**Sunulan Metin**
============================================================
Devletin Devletlûleri Biz'ler, Devleti
Niye Düşünemiyoruz?
Atilla Koç
Kelimenin çağrışımı zaten ağır. Yanaklardan gelip
dilin ucundan dişlerin üzerine oturuveriyor. Bunca
ağırlığın üstüne nedendir bilinmez; "e" harfi "o-ö"
arası telafuz ediliverince işin içine o zaman bir
de damak karışıyor. İşte o zaman ister yöneten
ister yönetilen olsun ülkemizde insanlar "Devlet"ten
korkuyorlar. "Kerim" terimini manasıyla ve
telaffuzuyla "Devlet'in önüne geçirirsek "Devlet"
munisleşebiliyor. Ama, "Baba" kelimesini "Devlef'in
ardına takarsak işlerimiz daha da ağırlaşıyor.
Kelimelerle değil kelimelerin ifade ettiği
teşkilatla ilgilendiğimizde, "Devlet" için tarihin
içinde bir gezinti yapmak gerekir ki "Devlet"
denilen bu kurumu iyice bir arılayabilelim. Yalnız
bu gezinti için bir araca bir rehbere ihtiyacımız
olmak gerekmez mi? Gerekir elbet. Araç olarak
felsefeyi rehber olarak inancımı seçmeyi ne kadar
isterdim.
Şair şiir yazana denilir. Şiir yazan şairdir. Şair
olması için insandan şiir yazmasından başka birşey
beklenemez. Ama bir de o şair, şiiri ve şiirini
anlatırsa yine şairdir; şairden öte birşeydir de :
Politikası olan şairdir. Aynı şekilde devlet
denilen örgütü iyi yönetenlere de
idareci denilir. Bu idareciliğin yani devleti
yönetmenin felsefesini yapana ve uygulayana devlet
adamı denir. Devlet adamı olmak için; idare etme
sanatı üstünde ama onunla beraber bilgiyle,
felsefeyle ve irfanla donanmış olmak gerekir.
Bunlar da yetmez; bu donan-mışlıklara inşa etme,
felsefe kurabilme, sistem kurabilme kabiliyetlerinin
de eklenmiş olması gerekir. Nasıl her şairden
politika yapmasını beklemiyorsak her idareciden de
bunları beklemek gibi bir hakkımız olamaz. Ancak bu
işin birileri tarafından da yapılması gerekir. Bu
işi kuran ve tatbik eden tek kişi ise şayan-ı
tercihtir. Yüksek derecede takdirimize layıktır. Bu
tek kişi de tecessüm etmiyorsa kuran ve yapan
birlikteliği de elbet makbulumüzdür. Maddi ve manevi
çevre kirliliğiyle malûl çağımız dünyasında bu işi
tek kişiden beklemek o kişinin yalnız dahi değil,
aynı zamanda kahraman ve veli olmasını iktiza eder.
============================================================
**Yönergeler**
[A] Devlet üzerine yazıya göre devlet adamı olmak için idare etme sanatının yanı sıra insanın hangi şeylerle donanmış olması gerekir? Hepsini sıralayın.
[B] Devlet üzerine yazıya göre aşağıdaki soruları yanıtlayın.
(i) "Kerim" terimi "Devlet"in önüne getirilirse "Devlet"e ne olur?
(ii) Yazar, tarihteki gezinti için araç olarak neyi seçmek isterdi?
(iii) Devleti yönetmenin felsefesini yapan ve bunu uygulayan kişiye ne ad verilir?
[C] Devlet üzerine yazıyı kaldığı yerden sürdürün.
Bu çalışmada verilerin kullanılmasına gerek yoktur.

**Veriler**
============================================================
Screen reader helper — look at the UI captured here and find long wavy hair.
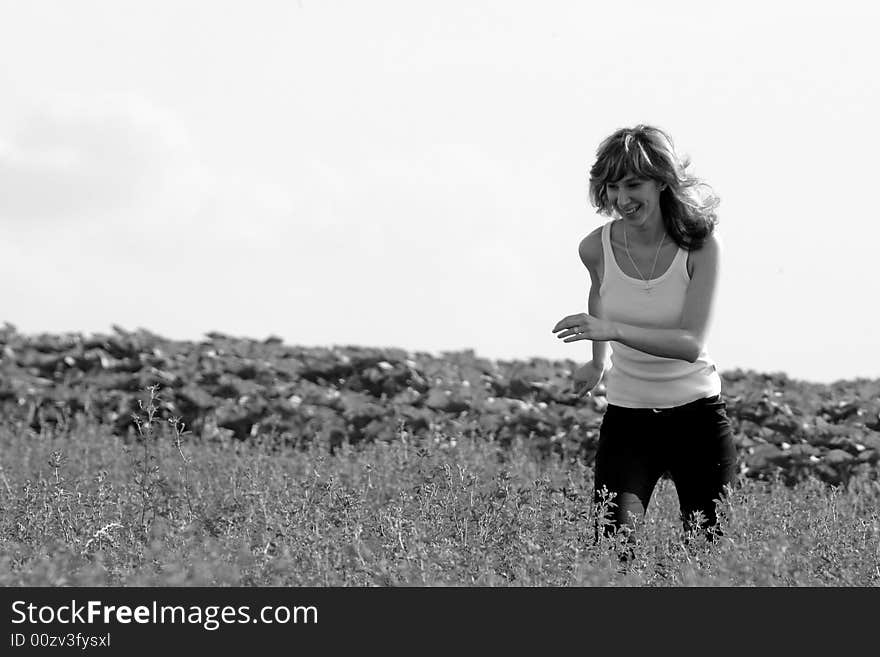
============================================================
**Görevlere Göre Yanıtlar**
[A]
- bilgi
- felsefe
- irfan

[B]
(i) "Devlet" munisleşebilir.
(ii) Felsefeyi.
(iii) Devlet adamı.

[C]
Onun içindir ki kuran ve yapan birlikteliği de
makbulumüzdür diyoruz.
Bu maddi ve manevi kirlenmenin nereden neş'et
ettiğini birazdan diyeceğiz. Demeden önce bu maddi
ve manevi çevre kirlenmesi, maalesef halimizi yakın
ve uzak mazimizi değerlendirmede elimizi-kolumuzu
bağlamaktadır.
Bu maddi ve manevi çevre kirlenmesinin doğduğu yer
ondokuzuncu yüzyıl batı dünyası pozitivizmidir.
Yalnız ülkemiz değil; bağlanmak mecburiyetinde
bırakıldığımız batı dahi bu anlayışın kıskacında
kalmıştır.
Bu anlayış iyice irdelenmeden ne devlet alanındaki
sıkıntılarımız ne de iktisadî, sınaî ve malî
alanlardaki sıkıntılarımız anlaşılabilir. Bu
durumda, problem sadece yönetenler ve onların
yönetim teşkilatı olan devlette değil; aynı zamanda
yönetilende yani halkda da, millette de vardır.
Yönetilenlerin böyle büyük bir problemi olmasa
teşkilat şemalarında harici bir baskıyla kabul
edilen gayri müsaittik telafi edilebilmektedir.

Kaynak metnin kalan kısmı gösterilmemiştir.